**Source data**
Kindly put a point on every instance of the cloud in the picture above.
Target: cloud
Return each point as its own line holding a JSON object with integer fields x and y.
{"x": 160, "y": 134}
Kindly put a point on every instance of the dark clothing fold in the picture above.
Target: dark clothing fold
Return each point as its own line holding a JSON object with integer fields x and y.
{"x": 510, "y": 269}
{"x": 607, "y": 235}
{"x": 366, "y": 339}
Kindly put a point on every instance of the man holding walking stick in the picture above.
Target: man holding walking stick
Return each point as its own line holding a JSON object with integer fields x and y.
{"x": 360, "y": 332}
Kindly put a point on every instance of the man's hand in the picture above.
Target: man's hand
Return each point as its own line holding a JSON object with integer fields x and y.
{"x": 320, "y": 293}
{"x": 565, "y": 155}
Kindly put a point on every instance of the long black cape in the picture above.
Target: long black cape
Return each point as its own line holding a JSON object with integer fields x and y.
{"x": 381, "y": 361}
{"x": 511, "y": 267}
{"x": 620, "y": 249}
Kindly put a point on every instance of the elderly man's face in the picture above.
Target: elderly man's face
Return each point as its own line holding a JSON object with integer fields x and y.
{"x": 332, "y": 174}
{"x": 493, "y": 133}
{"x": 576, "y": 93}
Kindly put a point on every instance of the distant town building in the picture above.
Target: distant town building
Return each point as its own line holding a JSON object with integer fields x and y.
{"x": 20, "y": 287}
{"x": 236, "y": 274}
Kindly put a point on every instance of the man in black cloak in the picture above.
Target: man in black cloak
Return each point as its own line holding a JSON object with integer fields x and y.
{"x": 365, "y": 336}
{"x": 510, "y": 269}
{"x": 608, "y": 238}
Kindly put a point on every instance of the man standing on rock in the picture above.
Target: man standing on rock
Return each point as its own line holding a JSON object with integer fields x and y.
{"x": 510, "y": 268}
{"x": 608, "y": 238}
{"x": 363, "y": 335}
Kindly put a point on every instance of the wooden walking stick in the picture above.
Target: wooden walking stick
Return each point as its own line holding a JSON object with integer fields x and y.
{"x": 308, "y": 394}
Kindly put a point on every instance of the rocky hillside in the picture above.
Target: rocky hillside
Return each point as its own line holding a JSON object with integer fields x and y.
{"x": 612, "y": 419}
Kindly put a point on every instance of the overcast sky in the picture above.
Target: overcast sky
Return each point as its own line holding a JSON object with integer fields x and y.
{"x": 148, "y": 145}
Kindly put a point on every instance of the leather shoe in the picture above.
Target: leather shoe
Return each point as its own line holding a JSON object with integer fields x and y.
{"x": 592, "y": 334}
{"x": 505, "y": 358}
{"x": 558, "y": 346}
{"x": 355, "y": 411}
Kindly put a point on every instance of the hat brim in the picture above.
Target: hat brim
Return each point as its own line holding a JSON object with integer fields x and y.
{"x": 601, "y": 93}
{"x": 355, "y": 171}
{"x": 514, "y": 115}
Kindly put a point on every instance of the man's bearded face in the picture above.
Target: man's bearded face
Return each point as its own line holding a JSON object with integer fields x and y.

**Problem details**
Would you please write out, exactly and with no other lines, the stretch of the listing above from the line containing "Target: leather shoe" through the line containing "Target: hat brim"?

**Result of this exercise**
Target: leather shoe
Return each point as its own line holding a JSON object with integer fields x and y.
{"x": 592, "y": 334}
{"x": 505, "y": 358}
{"x": 558, "y": 346}
{"x": 355, "y": 411}
Kindly put a point on every instance of the hat brim in the picture above.
Target: hat brim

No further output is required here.